Hi Robert:
Your enthusiasm in this thread and elsewhere is wonderful--and infectious.
I mean no offense, but I've been watching this thread for some time, and that enthusiasm and your posts often run well ahead of the facts. I really would not know where to begin in correcting some of what has been written here.
There is a LOT of misunderstanding about audio-over-IP for sure, and if eliminating USB and putting Ethernet into DACs was so simple you would have seen much more of it long ago. I could write a lot about that, but mainly people need to think about the OS and player side, as lack of truly free and open "virtual sound card" drivers--which should just be built into the OS--to allow Ethernet ports look to apps look like a sound card is what keeps the requirement for end-point devices to be full 'renderers', which aside from potential convenience and galvanic isolation does not otherwise change the world.
But today I can at least correct what you wrote above: The ICRON units--and all USB and Ethernet connection products--absolutely have oscillator clocks! All processor chips need them, as do all PHY interfaces (USB, Ethernet, etc.). For the Icron units they are 24Mhz and 25Mhz, the latter of which gets used at both 25Mhz as well as multiplied to 100Mhz (for FPGA use).
The other misconception here is with regards isochronous versus async transmission.

> **TASK SET**
a - How would you put this sentence from the post on audio-over-IP into Spanish: "The other misconception here is with regards isochronous versus async transmission."?
b - Could you carry the post on audio-over-IP on from its last sentence?
The records are separate from the post on audio-over-IP.

> **STORED DATA**

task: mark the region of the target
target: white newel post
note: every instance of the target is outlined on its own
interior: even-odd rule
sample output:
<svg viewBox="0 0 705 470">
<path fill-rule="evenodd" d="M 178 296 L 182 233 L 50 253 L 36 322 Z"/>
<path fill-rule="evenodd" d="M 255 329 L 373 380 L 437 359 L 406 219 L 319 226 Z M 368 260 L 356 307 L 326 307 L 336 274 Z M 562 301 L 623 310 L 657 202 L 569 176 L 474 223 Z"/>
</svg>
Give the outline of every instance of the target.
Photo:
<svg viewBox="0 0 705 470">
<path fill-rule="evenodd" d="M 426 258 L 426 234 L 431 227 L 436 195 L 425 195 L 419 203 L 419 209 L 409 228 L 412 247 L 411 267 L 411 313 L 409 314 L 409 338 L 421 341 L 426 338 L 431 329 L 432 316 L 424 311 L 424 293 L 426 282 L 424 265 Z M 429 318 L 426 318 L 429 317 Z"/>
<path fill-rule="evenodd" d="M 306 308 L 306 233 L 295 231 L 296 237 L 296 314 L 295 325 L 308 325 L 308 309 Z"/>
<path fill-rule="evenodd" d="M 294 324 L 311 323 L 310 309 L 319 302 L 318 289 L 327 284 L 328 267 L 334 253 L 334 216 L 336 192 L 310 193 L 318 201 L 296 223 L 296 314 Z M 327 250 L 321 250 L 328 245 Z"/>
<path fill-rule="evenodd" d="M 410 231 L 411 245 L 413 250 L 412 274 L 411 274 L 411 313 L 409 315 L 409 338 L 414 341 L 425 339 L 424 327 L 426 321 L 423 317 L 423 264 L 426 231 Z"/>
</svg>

> **SOLVED TASKS**
a - El otro malentendido aquí tiene que ver con la transmisión isócrona frente a la asíncrona.

b -
In the USB
audio specs (UAC1 and UAC2) ALL audio is isochronous, isochronous means "constant time", the host reserves time on the bus for the stream so no other device can use it, the stream is guaranteed its slice of bandwidth. So both of the common protocols used for audio--adaptive and asynchronous--are isochronous, the stream from the computer is EXACTLY the same in both cases. The difference is that asynchronous protocol adds a feedback path from the DAC
to the computer than can be used to tell the computer to speed up or slow down. The samples that come from the computer go into a FIFO as they come in, the local (presumably low jitter
) clock is used to take them out. The DAC
keeps tabs on how full the FIFO is and tells the computer to slow down or speed up if the FIFO is getting too full or too empty. The feedback happens every so often as needed to keep the computer in step with the local clock. Adaptive protocol does not have the feedback, so the clock in the DAC
has to adjust itself to match the rate coming over the wire.
For the ICRON devices, only the faster Gigabit LAN versions have enough speed and buffer to handle an isochronous stream. There are other aspects of Icron's ExtremeUSB and Simultaneous User tech which are quite interesting, but I am under a non-disclosure agreement with Icron and thus not sure what I can or can not reveal.
While we are more interested in what could be done with their SO-DIMM modules, if I was PS Audio, one of the first areas I'd look to for customizing/improving the REX end of the Icron RG2304GE-LAN boards would be the power supply, as stock it just uses DC-DC switching regulators to take that 24V down to 5V, 3.3V, and likely 1.2V for the core.
I'd say something about improving the REX's USB output signal integrity with some popular devices, but then the mods would probably delete this post.
BTW, the PS for the REX end does not have to be 24V. The spec sheet says 10-24V is fine. Just figure that a 12V supply with it ought to be capable of at about 2A. They provide a 24V/1A supply just because it is smaller and cheaper--and because their device's internal switching regulator can handle that.
Have a great weekend all!
--Alex C.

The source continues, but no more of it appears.